GOAL –
Arrange all lines of the records below into a Markdown table with the columns "Row" and "Line," numbering the rows in sequence. Omit blank lines and leave the pictures out.

>> start EXTRACTED DATA

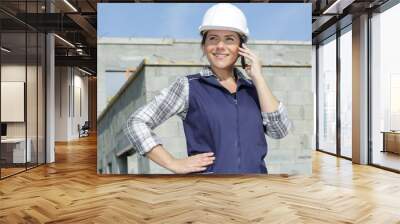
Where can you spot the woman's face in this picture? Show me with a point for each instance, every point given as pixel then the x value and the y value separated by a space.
pixel 221 48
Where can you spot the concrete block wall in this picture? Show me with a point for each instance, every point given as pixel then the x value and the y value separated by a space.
pixel 287 69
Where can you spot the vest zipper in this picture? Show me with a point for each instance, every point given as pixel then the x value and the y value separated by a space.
pixel 237 130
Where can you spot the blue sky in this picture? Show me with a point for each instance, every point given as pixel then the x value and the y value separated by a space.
pixel 266 21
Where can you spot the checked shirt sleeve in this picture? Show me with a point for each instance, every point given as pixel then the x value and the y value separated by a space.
pixel 277 123
pixel 172 100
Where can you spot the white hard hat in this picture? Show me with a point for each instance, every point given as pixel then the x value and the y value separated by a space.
pixel 225 16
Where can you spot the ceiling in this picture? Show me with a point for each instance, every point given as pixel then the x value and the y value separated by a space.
pixel 76 22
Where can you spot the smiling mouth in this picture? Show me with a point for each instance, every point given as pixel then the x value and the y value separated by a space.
pixel 219 56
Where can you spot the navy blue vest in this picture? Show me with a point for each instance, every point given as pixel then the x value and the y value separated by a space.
pixel 231 128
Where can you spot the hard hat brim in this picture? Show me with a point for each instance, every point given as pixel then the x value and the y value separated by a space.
pixel 206 28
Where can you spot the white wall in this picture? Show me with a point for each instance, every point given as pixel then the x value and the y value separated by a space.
pixel 67 115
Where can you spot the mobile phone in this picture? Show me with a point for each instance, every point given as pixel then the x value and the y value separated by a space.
pixel 242 61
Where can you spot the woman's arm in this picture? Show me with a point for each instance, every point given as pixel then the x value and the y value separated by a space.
pixel 275 118
pixel 139 129
pixel 196 163
pixel 140 125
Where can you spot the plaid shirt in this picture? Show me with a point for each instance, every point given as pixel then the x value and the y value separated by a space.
pixel 174 100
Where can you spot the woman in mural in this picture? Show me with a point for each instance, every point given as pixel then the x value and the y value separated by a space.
pixel 225 114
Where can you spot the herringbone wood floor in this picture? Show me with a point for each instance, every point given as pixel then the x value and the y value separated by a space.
pixel 70 191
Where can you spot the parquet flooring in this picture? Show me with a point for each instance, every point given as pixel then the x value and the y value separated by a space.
pixel 70 191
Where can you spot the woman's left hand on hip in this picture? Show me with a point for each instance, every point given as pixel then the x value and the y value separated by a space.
pixel 254 69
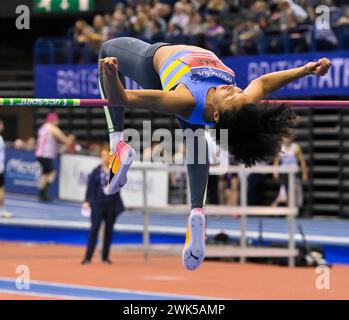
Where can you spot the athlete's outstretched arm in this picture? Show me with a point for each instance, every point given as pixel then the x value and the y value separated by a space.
pixel 259 88
pixel 155 100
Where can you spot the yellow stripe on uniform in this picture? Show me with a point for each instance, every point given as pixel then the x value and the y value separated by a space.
pixel 181 72
pixel 172 65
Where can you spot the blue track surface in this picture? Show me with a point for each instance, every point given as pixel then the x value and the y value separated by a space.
pixel 46 289
pixel 61 222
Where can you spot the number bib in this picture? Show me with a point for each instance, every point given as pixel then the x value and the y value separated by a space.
pixel 206 65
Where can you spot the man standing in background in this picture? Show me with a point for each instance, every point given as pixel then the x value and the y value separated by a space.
pixel 49 136
pixel 3 212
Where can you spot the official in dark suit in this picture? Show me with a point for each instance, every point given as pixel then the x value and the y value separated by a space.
pixel 103 208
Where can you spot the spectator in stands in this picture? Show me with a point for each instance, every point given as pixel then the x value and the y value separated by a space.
pixel 19 144
pixel 49 136
pixel 82 31
pixel 3 212
pixel 178 180
pixel 73 146
pixel 291 154
pixel 103 207
pixel 344 19
pixel 140 24
pixel 214 33
pixel 216 7
pixel 180 16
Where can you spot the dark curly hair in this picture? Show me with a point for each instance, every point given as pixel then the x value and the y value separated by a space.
pixel 255 131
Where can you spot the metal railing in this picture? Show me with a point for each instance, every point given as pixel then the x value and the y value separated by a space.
pixel 244 210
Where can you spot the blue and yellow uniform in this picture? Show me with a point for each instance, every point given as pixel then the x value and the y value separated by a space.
pixel 198 71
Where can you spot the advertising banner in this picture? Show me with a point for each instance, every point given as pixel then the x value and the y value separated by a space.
pixel 335 82
pixel 22 173
pixel 70 81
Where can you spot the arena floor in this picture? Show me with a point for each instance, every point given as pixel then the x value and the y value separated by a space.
pixel 56 273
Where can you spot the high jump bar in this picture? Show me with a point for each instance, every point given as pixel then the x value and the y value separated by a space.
pixel 58 102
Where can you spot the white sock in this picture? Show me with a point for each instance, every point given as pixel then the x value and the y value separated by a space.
pixel 114 138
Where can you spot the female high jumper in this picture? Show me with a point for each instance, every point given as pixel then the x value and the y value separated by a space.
pixel 193 84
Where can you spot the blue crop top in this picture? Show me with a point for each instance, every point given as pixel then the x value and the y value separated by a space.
pixel 198 71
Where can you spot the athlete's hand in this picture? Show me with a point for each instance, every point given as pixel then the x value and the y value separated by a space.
pixel 109 67
pixel 318 68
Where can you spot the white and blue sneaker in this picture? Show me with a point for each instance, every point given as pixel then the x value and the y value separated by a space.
pixel 193 253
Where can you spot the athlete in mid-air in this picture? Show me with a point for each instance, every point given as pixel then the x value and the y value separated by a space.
pixel 193 84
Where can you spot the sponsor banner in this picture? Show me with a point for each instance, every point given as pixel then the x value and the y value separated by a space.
pixel 336 82
pixel 70 81
pixel 157 188
pixel 22 173
pixel 81 81
pixel 75 169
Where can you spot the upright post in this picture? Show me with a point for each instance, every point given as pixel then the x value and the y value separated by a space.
pixel 291 218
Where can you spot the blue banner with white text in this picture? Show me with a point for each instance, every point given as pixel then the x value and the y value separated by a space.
pixel 69 81
pixel 22 173
pixel 81 81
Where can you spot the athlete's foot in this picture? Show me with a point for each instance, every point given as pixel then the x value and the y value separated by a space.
pixel 193 253
pixel 119 162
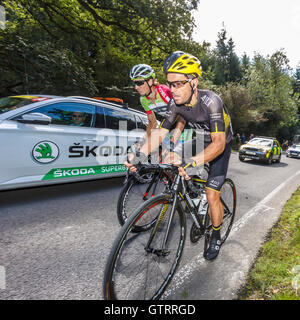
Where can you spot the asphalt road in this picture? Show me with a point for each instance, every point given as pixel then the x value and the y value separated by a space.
pixel 54 240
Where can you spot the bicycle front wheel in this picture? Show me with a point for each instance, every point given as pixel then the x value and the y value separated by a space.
pixel 139 267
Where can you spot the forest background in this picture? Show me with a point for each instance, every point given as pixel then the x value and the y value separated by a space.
pixel 87 47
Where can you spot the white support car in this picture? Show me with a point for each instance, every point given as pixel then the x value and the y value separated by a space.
pixel 293 151
pixel 48 139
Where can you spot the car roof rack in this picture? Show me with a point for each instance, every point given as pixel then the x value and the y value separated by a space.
pixel 114 103
pixel 265 137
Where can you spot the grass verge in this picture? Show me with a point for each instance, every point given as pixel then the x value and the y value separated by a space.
pixel 276 272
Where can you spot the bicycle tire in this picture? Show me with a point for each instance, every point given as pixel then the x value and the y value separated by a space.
pixel 132 195
pixel 131 272
pixel 228 199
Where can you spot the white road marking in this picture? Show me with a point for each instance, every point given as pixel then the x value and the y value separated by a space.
pixel 186 271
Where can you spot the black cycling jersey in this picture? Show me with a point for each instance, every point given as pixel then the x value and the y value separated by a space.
pixel 207 116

>> end EXTRACTED DATA

SOLVED EXERCISE –
| Row | Line |
|---|---|
| 1 | Where can you spot the woman's face in this picture? Show me with a point for each instance, every point given as pixel then the x value and the y value separated by a space. |
| 2 | pixel 221 48 |
| 3 | Where can you spot the concrete block wall in this picture? Show me with a point for each instance, every point given as pixel then the x value and the y value separated by a space. |
| 4 | pixel 287 69 |
| 5 | Where can you spot the vest zipper in this picture? Show me with a point for each instance, every point given as pixel then the x value and the y value separated by a space. |
| 6 | pixel 237 130 |
| 7 | Where can you spot the blue sky in this picture? Show me with a point for each instance, every point given as pixel then the x value and the y value separated by a space. |
| 8 | pixel 266 21 |
| 9 | Where can you spot the checked shirt sleeve in this picture? Show me with a point for each instance, every point given as pixel then the x value and the y value separated by a space. |
| 10 | pixel 277 123 |
| 11 | pixel 172 100 |
| 12 | Where can you spot the white hard hat in this picture? Show me with a point for each instance, every point given as pixel then the x value and the y value separated by a space. |
| 13 | pixel 225 16 |
| 14 | Where can you spot the ceiling in this picture? Show me with a point for each instance, every point given as pixel then the x value and the y value separated by a space. |
| 15 | pixel 76 22 |
| 16 | Where can you spot the smiling mouth in this picture? Show me with a point for each instance, every point given as pixel then the x value and the y value separated by a space. |
| 17 | pixel 219 56 |
| 18 | Where can you spot the navy blue vest in this picture? Show me with a point for each instance, every point given as pixel then the x value and the y value separated by a space. |
| 19 | pixel 231 128 |
| 20 | Where can you spot the hard hat brim in this picture? Show me with a point for each instance, every point given as pixel then the x value and the y value separated by a space. |
| 21 | pixel 206 28 |
| 22 | Where can you spot the white wall in this picture? Show me with a point for each instance, every point given as pixel then the x value and the y value separated by a space. |
| 23 | pixel 67 115 |
| 24 | Where can you spot the mobile phone in this picture? Show me with a point for each instance, every point given as pixel then the x value and the y value separated by a space. |
| 25 | pixel 242 61 |
| 26 | Where can you spot the woman's arm in this picture? Show me with a point for each instance, every point given as pixel then the x value and the y value separated by a space. |
| 27 | pixel 275 118 |
| 28 | pixel 139 129 |
| 29 | pixel 196 163 |
| 30 | pixel 140 125 |
| 31 | Where can you spot the plaid shirt in this picture? Show me with a point for each instance, every point given as pixel then the x value and the y value separated by a space. |
| 32 | pixel 174 100 |
| 33 | Where can you spot the woman in mural in this picture? Show me with a point for each instance, every point given as pixel then the x value and the y value separated by a space. |
| 34 | pixel 225 114 |
| 35 | Where can you spot the herringbone wood floor in this picture? Show me with a point for each instance, every point given as pixel then the x value and the y value separated by a space. |
| 36 | pixel 70 191 |
| 37 | Where can you spot the parquet flooring in this picture? Show me with a point for each instance, every point given as pixel then the x value and the y value separated by a space. |
| 38 | pixel 70 191 |
| 39 | Where can you spot the woman's left hand on hip in this picture? Show me with a point for each instance, every point given as pixel then the x value and the y value separated by a space. |
| 40 | pixel 254 69 |
| 41 | Where can you spot the athlete's outstretched arm in this picture? Show me with a point for each instance, every point given as pixel then the x value and the y value separated by a space. |
| 42 | pixel 259 88 |
| 43 | pixel 155 100 |
| 44 | Where can you spot the yellow stripe on uniform in this picture? Show me with a point for each instance, every point given as pixel then the x value and the y value separated by a space. |
| 45 | pixel 181 72 |
| 46 | pixel 172 65 |
| 47 | Where can you spot the blue track surface in this picture? Show me with a point for each instance, every point given as pixel then the x value and the y value separated by a space. |
| 48 | pixel 46 289 |
| 49 | pixel 61 222 |
| 50 | Where can you spot the number bib in this picture? Show me with a point for each instance, every point given as pixel then the x value and the y value separated by a space. |
| 51 | pixel 206 65 |
| 52 | Where can you spot the man standing in background in this picture? Show me with a point for each instance, every point given as pixel then the x value and the y value separated by a space. |
| 53 | pixel 49 136 |
| 54 | pixel 3 212 |
| 55 | Where can you spot the official in dark suit in this picture? Show me with a point for each instance, every point given as pixel then the x value and the y value separated by a space. |
| 56 | pixel 103 208 |
| 57 | Where can you spot the spectator in stands in this picture? Show me with a point for each instance, every point given as pixel then the x value and the y value separated by a space. |
| 58 | pixel 19 144 |
| 59 | pixel 49 136 |
| 60 | pixel 82 31 |
| 61 | pixel 3 212 |
| 62 | pixel 178 180 |
| 63 | pixel 73 146 |
| 64 | pixel 291 154 |
| 65 | pixel 103 207 |
| 66 | pixel 344 19 |
| 67 | pixel 140 24 |
| 68 | pixel 214 33 |
| 69 | pixel 216 7 |
| 70 | pixel 180 16 |
| 71 | Where can you spot the dark curly hair in this picture? Show me with a point for each instance, every point given as pixel then the x value and the y value separated by a space. |
| 72 | pixel 255 131 |
| 73 | Where can you spot the metal railing in this picture? Show me with a point for each instance, every point given as pixel then the x value and the y value separated by a space. |
| 74 | pixel 244 210 |
| 75 | Where can you spot the blue and yellow uniform in this picture? Show me with a point for each instance, every point given as pixel then the x value and the y value separated by a space. |
| 76 | pixel 198 71 |
| 77 | Where can you spot the advertising banner in this picture? Show me with a point for each instance, every point given as pixel then the x value and the y value separated by a space. |
| 78 | pixel 335 82 |
| 79 | pixel 22 173 |
| 80 | pixel 70 81 |
| 81 | Where can you spot the arena floor in this picture? Show me with a point for each instance, every point given as pixel then the x value and the y value separated by a space. |
| 82 | pixel 56 273 |
| 83 | Where can you spot the high jump bar in this picture? Show me with a point for each instance, every point given as pixel then the x value and the y value separated by a space. |
| 84 | pixel 58 102 |
| 85 | Where can you spot the white sock in this picture? Show me with a point for each instance, every point given as pixel then the x value and the y value separated by a space. |
| 86 | pixel 114 138 |
| 87 | Where can you spot the female high jumper in this picture? Show me with a point for each instance, every point given as pixel then the x value and the y value separated by a space. |
| 88 | pixel 193 84 |
| 89 | Where can you spot the blue crop top in this picture? Show me with a point for each instance, every point given as pixel then the x value and the y value separated by a space. |
| 90 | pixel 198 71 |
| 91 | Where can you spot the athlete's hand in this picture? Show me with a point for each instance, every point given as pixel then the x value and the y value separated by a space. |
| 92 | pixel 109 67 |
| 93 | pixel 318 68 |
| 94 | Where can you spot the white and blue sneaker in this picture? Show me with a point for each instance, every point given as pixel then the x value and the y value separated by a space. |
| 95 | pixel 193 253 |
| 96 | Where can you spot the athlete in mid-air in this picture? Show me with a point for each instance, every point given as pixel then the x value and the y value separated by a space. |
| 97 | pixel 193 84 |
| 98 | Where can you spot the sponsor banner in this picture? Show me with a point for each instance, every point given as pixel then the x value and the y value separated by a space. |
| 99 | pixel 336 82 |
| 100 | pixel 70 81 |
| 101 | pixel 157 188 |
| 102 | pixel 22 173 |
| 103 | pixel 81 81 |
| 104 | pixel 75 169 |
| 105 | Where can you spot the upright post in this picture? Show me with a point for each instance, every point given as pixel then the x value and the y value separated by a space. |
| 106 | pixel 291 218 |
| 107 | Where can you spot the blue banner with white text in this picture? Show me with a point for each instance, every point given as pixel then the x value and the y value separated by a space. |
| 108 | pixel 69 81 |
| 109 | pixel 22 173 |
| 110 | pixel 81 81 |
| 111 | Where can you spot the athlete's foot in this picture? Show me with a point for each instance, every point given as pixel then the x value and the y value separated by a space. |
| 112 | pixel 193 253 |
| 113 | pixel 119 162 |
| 114 | Where can you spot the asphalt road in this picture? Show me with a point for each instance, every point given as pixel then the x value and the y value separated by a space. |
| 115 | pixel 54 240 |
| 116 | Where can you spot the bicycle front wheel in this picture? Show me with a point for each instance, every point given as pixel then the x value and the y value separated by a space. |
| 117 | pixel 139 267 |
| 118 | Where can you spot the forest background in this picture? Show me with a point for each instance, every point given as pixel then the x value and the y value separated by a space. |
| 119 | pixel 87 47 |
| 120 | Where can you spot the white support car in this picture? Show me with a point for each instance, every point given as pixel then the x value and the y value separated by a space. |
| 121 | pixel 293 151 |
| 122 | pixel 48 139 |
| 123 | Where can you spot the car roof rack in this picture? Show me with a point for each instance, every point given as pixel then the x value and the y value separated by a space. |
| 124 | pixel 114 103 |
| 125 | pixel 265 137 |
| 126 | Where can you spot the grass verge in this picture? Show me with a point for each instance, every point given as pixel then the x value and the y value separated by a space. |
| 127 | pixel 276 272 |
| 128 | Where can you spot the bicycle tire in this picture? Show me with a point for each instance, every point given as pixel then the x value and the y value separated by a space. |
| 129 | pixel 132 195 |
| 130 | pixel 131 272 |
| 131 | pixel 228 199 |
| 132 | Where can you spot the white road marking in this picture? Show me with a point for each instance, every point given as pixel then the x value and the y value separated by a space. |
| 133 | pixel 186 271 |
| 134 | Where can you spot the black cycling jersey in this picture? Show me with a point for each instance, every point given as pixel then the x value and the y value separated by a space. |
| 135 | pixel 207 116 |